Excerpted text:
........
# Nankang Tyres ???



## Gixer-Mark

Hi All

Currently have Michelin on my M/H which obviously are the best but due to financial restrictions I have been advised by my local tyre dealer a tyre called 'NanKang' are perfectly safe and rated the same but are over half the price!!!! 
They are not the usual looking budget tyre, and following his advice, I have contacted my insurance company Sureterm, who made it clear to me I do not have to replace with a like 4 like tyre.

So, what should we do? I like the look of the tyre, they are very well priced and rated for safety and this makes all the sense for me to go with them .................... I await your advice !!!

Thanks, Mark


----------



## EJB

The problem with 'none MH' tyres is that they don't have the reinforced sidewalls to cope with maximum weight all the time. This is particularly important when the MH is static for long periods.

Many use other types of tyres........so the decision is yours :wink:


----------



## brianamelia

Hi Mark we use nankang tyres on the cheap alloy wheels we sell .They are a budget tyre though still have to pass all the relevant safety issues .They wont last as long and possibly wont grip as well but at half the price there has to be a trade off .You pays your money you takes your choice
Bri


----------



## Waleem

I have used Nankangs on both vans and cars. They are a good long lasting budget tyre and I would certainly use them on my MH.


----------



## bigfoot

Easy Mobile Tyre Fit; www.easymobiletyrefit.co.uk;

As the name implies its a tyre fitting service which comes out to your home or wherever you are parked (at no extra charge). This is a boon for motorhomes as some places can't take accomodate the height.

On top of that their tyres cost internet prices. I was after Michelin Camping Car tyres and got quoted £169 and £149 by two national firms. Easy Mobile Tyre Fit quoted £129! 
Also try www.blackcircles.com


----------



## bobandjane

Hi, I would go for a good brand tyre, we were in haulage for many years, and tried cheap tyres. 8O I am not saying buy the best because you will never wear them out in a motorhome, we look at 5 or 6 years at the most then change them again. :lol: We have had tyres from this company, with no problems. Bob.  
http://www.tyre-shopper.co.uk/


----------



## teemyob

Gixer-Mark said:


> Hi All
> 
> Currently have Michelin on my M/H which obviously are the best but due to financial restrictions I have been advised by my local tyre dealer a tyre called 'NanKang' are perfectly safe and rated the same but are over half the price!!!!
> They are not the usual looking budget tyre, and following his advice, I have contacted my insurance company Sureterm, who made it clear to me I do not have to replace with a like 4 like tyre.
........
[Entries from an annotation dataset]
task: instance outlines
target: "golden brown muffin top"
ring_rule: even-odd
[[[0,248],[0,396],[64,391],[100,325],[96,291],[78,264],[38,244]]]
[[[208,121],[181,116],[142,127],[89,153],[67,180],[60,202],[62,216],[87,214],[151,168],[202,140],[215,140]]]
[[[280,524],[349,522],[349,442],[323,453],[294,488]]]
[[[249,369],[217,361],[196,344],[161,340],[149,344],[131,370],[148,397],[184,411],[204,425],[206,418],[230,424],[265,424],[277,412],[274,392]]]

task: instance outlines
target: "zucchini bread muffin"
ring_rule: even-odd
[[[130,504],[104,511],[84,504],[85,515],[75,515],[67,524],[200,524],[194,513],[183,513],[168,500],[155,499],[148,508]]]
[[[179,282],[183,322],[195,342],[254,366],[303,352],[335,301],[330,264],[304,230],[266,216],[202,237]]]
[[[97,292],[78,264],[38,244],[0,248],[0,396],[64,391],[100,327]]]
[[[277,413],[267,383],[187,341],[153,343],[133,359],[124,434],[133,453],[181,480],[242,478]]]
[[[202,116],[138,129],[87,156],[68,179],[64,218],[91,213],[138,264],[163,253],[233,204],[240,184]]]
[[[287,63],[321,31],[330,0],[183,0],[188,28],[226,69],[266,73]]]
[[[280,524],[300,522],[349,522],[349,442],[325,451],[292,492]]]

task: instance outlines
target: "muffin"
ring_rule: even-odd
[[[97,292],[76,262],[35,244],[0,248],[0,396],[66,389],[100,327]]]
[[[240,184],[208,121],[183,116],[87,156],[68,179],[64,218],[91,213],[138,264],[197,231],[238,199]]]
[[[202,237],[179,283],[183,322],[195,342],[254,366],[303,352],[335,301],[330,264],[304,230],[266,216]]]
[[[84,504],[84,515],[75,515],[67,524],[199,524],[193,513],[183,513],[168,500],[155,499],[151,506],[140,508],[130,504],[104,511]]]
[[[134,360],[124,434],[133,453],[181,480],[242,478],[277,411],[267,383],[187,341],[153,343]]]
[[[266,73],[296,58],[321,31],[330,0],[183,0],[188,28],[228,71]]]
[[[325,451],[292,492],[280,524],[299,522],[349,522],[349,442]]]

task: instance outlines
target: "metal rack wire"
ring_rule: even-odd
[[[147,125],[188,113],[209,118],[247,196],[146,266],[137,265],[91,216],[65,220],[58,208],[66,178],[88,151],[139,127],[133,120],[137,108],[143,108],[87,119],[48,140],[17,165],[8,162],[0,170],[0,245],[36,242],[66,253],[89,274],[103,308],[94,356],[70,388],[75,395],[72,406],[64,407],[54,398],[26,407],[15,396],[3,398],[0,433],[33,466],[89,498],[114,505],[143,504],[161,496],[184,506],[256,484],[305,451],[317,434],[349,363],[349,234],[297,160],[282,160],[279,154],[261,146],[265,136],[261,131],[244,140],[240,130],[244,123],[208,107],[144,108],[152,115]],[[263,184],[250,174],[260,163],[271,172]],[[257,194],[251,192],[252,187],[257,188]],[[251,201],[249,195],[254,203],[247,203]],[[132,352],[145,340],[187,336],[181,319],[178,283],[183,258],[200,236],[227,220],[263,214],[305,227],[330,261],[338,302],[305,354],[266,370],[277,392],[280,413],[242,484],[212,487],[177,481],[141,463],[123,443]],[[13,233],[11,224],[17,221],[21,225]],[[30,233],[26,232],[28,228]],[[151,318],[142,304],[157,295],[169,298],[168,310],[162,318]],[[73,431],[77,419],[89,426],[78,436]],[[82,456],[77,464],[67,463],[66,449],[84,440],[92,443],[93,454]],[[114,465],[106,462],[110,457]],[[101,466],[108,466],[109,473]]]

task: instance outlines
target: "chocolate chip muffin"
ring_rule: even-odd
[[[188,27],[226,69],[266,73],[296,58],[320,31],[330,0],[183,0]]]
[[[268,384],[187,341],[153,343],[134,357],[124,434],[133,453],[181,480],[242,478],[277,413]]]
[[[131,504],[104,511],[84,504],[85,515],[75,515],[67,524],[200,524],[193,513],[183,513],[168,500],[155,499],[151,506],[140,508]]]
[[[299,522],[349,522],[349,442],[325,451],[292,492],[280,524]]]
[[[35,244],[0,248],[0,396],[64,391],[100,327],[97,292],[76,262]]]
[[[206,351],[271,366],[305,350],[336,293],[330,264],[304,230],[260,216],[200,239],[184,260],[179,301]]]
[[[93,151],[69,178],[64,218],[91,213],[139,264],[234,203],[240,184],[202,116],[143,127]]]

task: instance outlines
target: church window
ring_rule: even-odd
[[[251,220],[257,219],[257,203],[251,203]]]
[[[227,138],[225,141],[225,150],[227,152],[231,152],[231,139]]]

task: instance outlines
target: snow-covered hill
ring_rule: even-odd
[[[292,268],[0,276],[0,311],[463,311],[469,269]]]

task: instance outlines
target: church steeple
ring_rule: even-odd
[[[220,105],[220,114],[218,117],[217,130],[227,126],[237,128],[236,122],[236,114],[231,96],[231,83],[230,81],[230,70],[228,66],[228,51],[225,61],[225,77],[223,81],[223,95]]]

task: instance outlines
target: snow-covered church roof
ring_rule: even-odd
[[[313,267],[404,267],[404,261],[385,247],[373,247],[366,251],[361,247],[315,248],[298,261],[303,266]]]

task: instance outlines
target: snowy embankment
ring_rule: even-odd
........
Can you carry on the forum thread about Nankang tyres for motorhomes from the point where it stops? The lines above aren't needed for this.

In response:
> 
> So, what should we do? I like the look of the tyre, they are very well priced and rated for safety and this makes all the sense for me to go with them .................... I await your advice !!!
> 
> Thanks, Mark


What Size are your tyres?

Trev


----------



## Damchief

I have a set of Vredstein (top quality tyres ) for sale if they fit.
http://www.motorhomefacts.com/ftopict-66924-.html
Regards Howard.


----------



## Jezport

Tried them once on my cougar, they had poor grip and wore out quicker than any other tyre I have used. I have used Khumo tyres as cheaper equivalents and found they are long lasting and have a good grip. Try Camskill tyres on the internet


----------



## Gixer-Mark

teemyob said:


> Gixer-Mark said:
> 
> 
> 
> Hi All
> 
> Currently have Michelin on my M/H which obviously are the best but due to financial restrictions I have been advised by my local tyre dealer a tyre called 'NanKang' are perfectly safe and rated the same but are over half the price!!!!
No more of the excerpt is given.